> **Work request**:
Exactly the lines below from the one with "the pier railing" up to and including the one with "of the metal" make up the answer, with nothing else added.

BEGIN Provided data

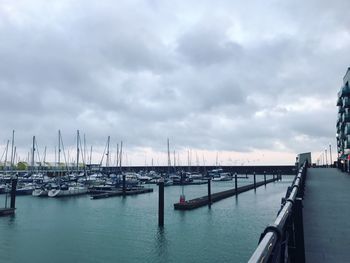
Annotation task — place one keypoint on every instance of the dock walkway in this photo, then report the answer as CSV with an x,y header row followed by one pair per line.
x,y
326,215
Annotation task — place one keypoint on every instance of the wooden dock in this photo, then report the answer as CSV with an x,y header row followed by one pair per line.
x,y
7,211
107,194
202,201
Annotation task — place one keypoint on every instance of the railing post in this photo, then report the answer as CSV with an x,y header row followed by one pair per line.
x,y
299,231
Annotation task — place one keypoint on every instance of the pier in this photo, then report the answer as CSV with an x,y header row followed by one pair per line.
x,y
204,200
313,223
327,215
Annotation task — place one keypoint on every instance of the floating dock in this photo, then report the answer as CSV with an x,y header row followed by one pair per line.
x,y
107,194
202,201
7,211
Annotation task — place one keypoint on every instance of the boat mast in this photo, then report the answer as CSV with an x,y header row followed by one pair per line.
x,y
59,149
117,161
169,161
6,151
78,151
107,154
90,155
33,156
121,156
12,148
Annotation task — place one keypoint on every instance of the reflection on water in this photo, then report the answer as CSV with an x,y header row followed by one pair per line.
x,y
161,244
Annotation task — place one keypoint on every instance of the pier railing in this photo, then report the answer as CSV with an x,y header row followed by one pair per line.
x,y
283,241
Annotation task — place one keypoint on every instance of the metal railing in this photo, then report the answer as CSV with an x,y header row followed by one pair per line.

END Provided data
BEGIN Provided data

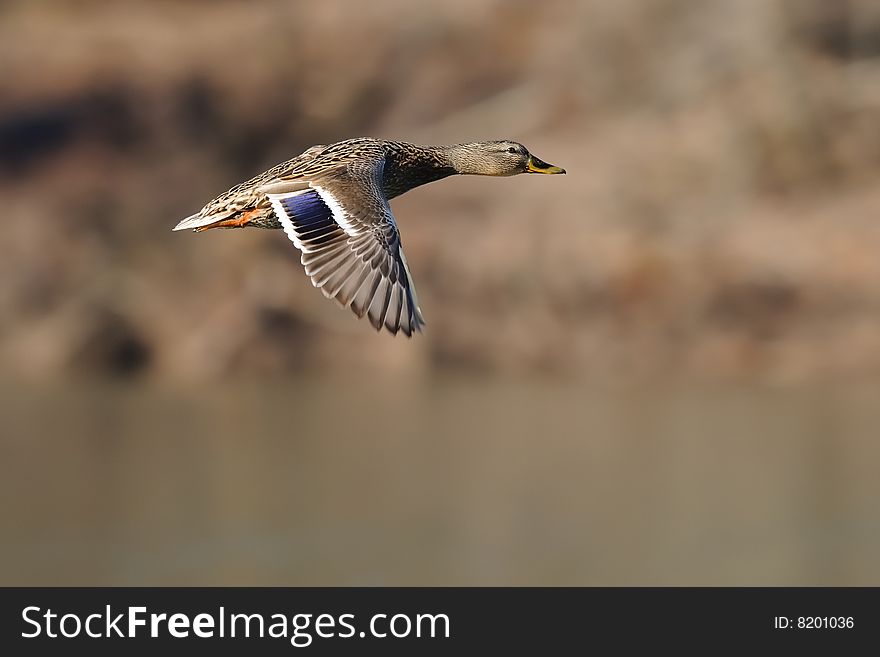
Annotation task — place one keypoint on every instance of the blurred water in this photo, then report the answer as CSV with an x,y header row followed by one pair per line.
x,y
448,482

END Provided data

> **Output of the task**:
Annotation task — place one keypoint on every instance of the pier railing in this photo, then report the answer as CSV with an x,y header row followed by one pair per line.
x,y
283,241
Annotation task — place one keypoint on every instance of the metal railing in this photo, then report the answer as CSV with an x,y header row followed by one pair per line.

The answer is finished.